The data below must be copied in full and without any change.
#### INPUT RECORDS
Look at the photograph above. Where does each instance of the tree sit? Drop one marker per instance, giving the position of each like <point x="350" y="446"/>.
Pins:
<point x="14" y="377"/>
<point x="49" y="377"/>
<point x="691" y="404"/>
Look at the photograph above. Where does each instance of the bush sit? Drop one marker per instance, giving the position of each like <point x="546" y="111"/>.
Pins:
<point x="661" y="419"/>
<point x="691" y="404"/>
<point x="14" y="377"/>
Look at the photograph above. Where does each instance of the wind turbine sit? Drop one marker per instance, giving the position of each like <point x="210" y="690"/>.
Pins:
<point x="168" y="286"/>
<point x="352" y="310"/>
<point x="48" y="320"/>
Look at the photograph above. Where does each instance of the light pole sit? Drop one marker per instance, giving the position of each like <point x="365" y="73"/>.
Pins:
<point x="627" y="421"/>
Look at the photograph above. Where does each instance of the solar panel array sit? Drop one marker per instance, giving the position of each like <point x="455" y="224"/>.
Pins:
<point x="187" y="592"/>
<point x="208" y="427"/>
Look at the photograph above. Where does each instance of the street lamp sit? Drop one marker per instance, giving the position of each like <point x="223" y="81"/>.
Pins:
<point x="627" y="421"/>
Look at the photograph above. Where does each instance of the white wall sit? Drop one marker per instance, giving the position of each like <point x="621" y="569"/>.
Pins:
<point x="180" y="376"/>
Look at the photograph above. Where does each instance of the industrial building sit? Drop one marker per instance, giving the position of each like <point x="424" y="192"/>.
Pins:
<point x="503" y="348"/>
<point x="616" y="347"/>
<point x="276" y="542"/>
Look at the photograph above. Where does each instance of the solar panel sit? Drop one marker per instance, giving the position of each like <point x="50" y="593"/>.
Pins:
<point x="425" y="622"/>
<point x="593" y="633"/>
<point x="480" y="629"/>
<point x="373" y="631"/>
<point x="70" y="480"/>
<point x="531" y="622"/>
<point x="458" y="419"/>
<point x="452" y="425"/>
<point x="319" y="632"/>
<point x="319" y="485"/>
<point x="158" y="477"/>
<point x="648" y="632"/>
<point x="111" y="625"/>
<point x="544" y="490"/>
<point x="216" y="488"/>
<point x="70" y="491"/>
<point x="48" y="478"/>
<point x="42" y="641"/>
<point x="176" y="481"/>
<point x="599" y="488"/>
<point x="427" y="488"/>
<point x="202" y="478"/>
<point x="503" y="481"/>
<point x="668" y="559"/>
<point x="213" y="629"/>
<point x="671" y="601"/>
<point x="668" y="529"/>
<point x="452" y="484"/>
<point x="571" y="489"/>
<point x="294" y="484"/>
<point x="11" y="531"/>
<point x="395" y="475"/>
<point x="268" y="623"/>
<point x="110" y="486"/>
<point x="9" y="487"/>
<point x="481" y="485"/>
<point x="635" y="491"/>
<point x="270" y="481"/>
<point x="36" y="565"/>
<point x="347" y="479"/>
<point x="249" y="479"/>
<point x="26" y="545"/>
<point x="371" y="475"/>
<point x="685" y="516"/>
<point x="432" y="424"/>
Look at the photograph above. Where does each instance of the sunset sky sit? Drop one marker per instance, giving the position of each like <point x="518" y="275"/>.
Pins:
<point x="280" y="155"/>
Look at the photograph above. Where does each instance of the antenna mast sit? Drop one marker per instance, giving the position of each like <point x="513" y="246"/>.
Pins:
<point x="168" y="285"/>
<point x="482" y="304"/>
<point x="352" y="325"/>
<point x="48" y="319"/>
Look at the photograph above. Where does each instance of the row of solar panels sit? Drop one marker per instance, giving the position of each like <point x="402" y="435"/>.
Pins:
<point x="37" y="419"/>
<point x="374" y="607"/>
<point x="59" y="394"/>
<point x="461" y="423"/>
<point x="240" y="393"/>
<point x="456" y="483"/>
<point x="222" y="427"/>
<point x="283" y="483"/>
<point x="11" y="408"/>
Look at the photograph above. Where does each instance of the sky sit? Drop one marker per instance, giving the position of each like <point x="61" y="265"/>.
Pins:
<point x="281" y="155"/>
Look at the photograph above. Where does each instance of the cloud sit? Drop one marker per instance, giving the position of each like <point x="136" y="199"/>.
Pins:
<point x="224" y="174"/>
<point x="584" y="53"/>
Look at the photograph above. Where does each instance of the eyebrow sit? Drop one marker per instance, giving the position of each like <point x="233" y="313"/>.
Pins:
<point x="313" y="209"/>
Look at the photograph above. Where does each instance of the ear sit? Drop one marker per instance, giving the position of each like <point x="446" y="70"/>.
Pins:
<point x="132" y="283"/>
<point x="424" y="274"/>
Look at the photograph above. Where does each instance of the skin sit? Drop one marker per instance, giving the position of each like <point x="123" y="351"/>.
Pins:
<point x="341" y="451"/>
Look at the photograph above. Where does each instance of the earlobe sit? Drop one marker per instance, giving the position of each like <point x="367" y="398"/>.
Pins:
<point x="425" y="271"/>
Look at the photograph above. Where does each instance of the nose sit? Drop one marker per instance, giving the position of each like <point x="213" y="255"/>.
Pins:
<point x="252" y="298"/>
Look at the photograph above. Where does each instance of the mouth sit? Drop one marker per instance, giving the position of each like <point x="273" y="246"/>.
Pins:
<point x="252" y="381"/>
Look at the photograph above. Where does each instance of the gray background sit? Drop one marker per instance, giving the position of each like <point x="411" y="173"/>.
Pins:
########
### ANSWER BOX
Look at the photograph above. Where does each instance of the tree sit? Drop one marker per instance, giving the position of each like <point x="350" y="446"/>.
Pins:
<point x="14" y="377"/>
<point x="49" y="377"/>
<point x="691" y="404"/>
Look at the photograph above. Where does each instance of the bush sit? Drop one marker per instance, giving the position of each like <point x="546" y="111"/>.
Pins:
<point x="661" y="419"/>
<point x="691" y="404"/>
<point x="14" y="377"/>
Look at the photograph above. Where does each instance of the wind turbine sit? Drop one marker per instance, giving the position of each like <point x="210" y="690"/>.
Pins:
<point x="168" y="286"/>
<point x="352" y="310"/>
<point x="48" y="320"/>
Look at the photograph above. Where does each instance of the light pole sit? Drop one marker per instance, giving the position of each like <point x="365" y="73"/>.
Pins:
<point x="627" y="421"/>
Look at the photograph above. Where does each instance of the solar panel array sit? Drop one marker per instance, giving the position of each like <point x="455" y="224"/>.
Pins:
<point x="187" y="592"/>
<point x="208" y="427"/>
Look at the photograph above. Where does each instance of the street lamp sit? Drop one marker per instance, giving the position of each like <point x="223" y="81"/>.
Pins:
<point x="627" y="421"/>
Look at the photograph above. Where does each instance of the white wall sit? Drop one marker per instance, giving the position of each like <point x="621" y="569"/>.
Pins:
<point x="180" y="376"/>
Look at the photograph above. Where does each instance of the industrial building sit? Drop one marker per instance, giving the position of each like <point x="424" y="192"/>.
Pins:
<point x="503" y="348"/>
<point x="616" y="347"/>
<point x="276" y="542"/>
Look at the photograph above. Where does each instance of the solar panel sit? Drop one marker per instance, giving the position of each like <point x="50" y="593"/>.
Pins:
<point x="425" y="622"/>
<point x="593" y="633"/>
<point x="480" y="629"/>
<point x="373" y="631"/>
<point x="70" y="480"/>
<point x="531" y="622"/>
<point x="458" y="419"/>
<point x="452" y="425"/>
<point x="319" y="632"/>
<point x="319" y="485"/>
<point x="158" y="477"/>
<point x="648" y="632"/>
<point x="111" y="625"/>
<point x="544" y="490"/>
<point x="216" y="488"/>
<point x="70" y="491"/>
<point x="48" y="478"/>
<point x="42" y="641"/>
<point x="176" y="481"/>
<point x="599" y="488"/>
<point x="427" y="488"/>
<point x="202" y="478"/>
<point x="503" y="481"/>
<point x="668" y="559"/>
<point x="213" y="629"/>
<point x="671" y="601"/>
<point x="668" y="529"/>
<point x="452" y="484"/>
<point x="571" y="489"/>
<point x="294" y="484"/>
<point x="11" y="531"/>
<point x="395" y="475"/>
<point x="268" y="623"/>
<point x="110" y="486"/>
<point x="9" y="487"/>
<point x="481" y="485"/>
<point x="635" y="491"/>
<point x="270" y="481"/>
<point x="36" y="565"/>
<point x="347" y="479"/>
<point x="249" y="479"/>
<point x="26" y="545"/>
<point x="371" y="475"/>
<point x="685" y="516"/>
<point x="432" y="424"/>
Look at the photograph above. Where does each instance of the sunset sky sit? Drop one marker per instance, giving the position of each like <point x="518" y="275"/>.
Pins:
<point x="280" y="155"/>
Look at the photograph above. Where does each instance of the antenna mast sit? Drop one marker per instance, giving the position of each like <point x="513" y="246"/>.
Pins:
<point x="168" y="285"/>
<point x="482" y="304"/>
<point x="352" y="325"/>
<point x="48" y="319"/>
Look at the photograph above. Where does each instance of the row of solar panels sit? Drop one marker per instance, giving the position of each like <point x="402" y="435"/>.
Pins:
<point x="37" y="419"/>
<point x="374" y="607"/>
<point x="59" y="394"/>
<point x="461" y="423"/>
<point x="240" y="393"/>
<point x="456" y="483"/>
<point x="222" y="427"/>
<point x="283" y="483"/>
<point x="11" y="408"/>
Look at the photograph above. Where does each instance of the sky sit? Drop one marker per instance, giving the position of each like <point x="61" y="265"/>.
Pins:
<point x="281" y="155"/>
Look at the photograph above. Where does each instance of the cloud sit? Drop one marker per instance, giving the position of each like <point x="136" y="199"/>.
Pins:
<point x="224" y="174"/>
<point x="584" y="53"/>
Look at the photograph above. Where does each instance of the eyebrow sit? Drop one marker per instance, giving the position of each like <point x="233" y="313"/>.
Pins:
<point x="313" y="209"/>
Look at the photograph above. Where does each instance of the ear sit? Drop one marker per instance, giving the position of each like <point x="446" y="70"/>.
Pins:
<point x="132" y="283"/>
<point x="424" y="274"/>
Look at the photograph above. Where does each instance of the skin sit? Drop one marker per instance, giving the position of each like <point x="123" y="351"/>.
Pins:
<point x="341" y="451"/>
Look at the photograph above. Where does each instance of the earlobe sit? Drop one marker per instance, giving the position of each like <point x="367" y="398"/>.
Pins:
<point x="425" y="271"/>
Look at the photograph above. Where does each instance of the nose sit? Drop one marker per instance, giving the position of each like <point x="213" y="255"/>.
Pins:
<point x="252" y="298"/>
Look at the photograph above. Where does each instance of the mouth sit? Drop one marker per instance, giving the position of each like <point x="273" y="246"/>.
Pins:
<point x="252" y="381"/>
Look at the photograph above. Where does each instance of the gray background sit? Drop one marker per instance, giving the position of each like <point x="411" y="173"/>.
Pins:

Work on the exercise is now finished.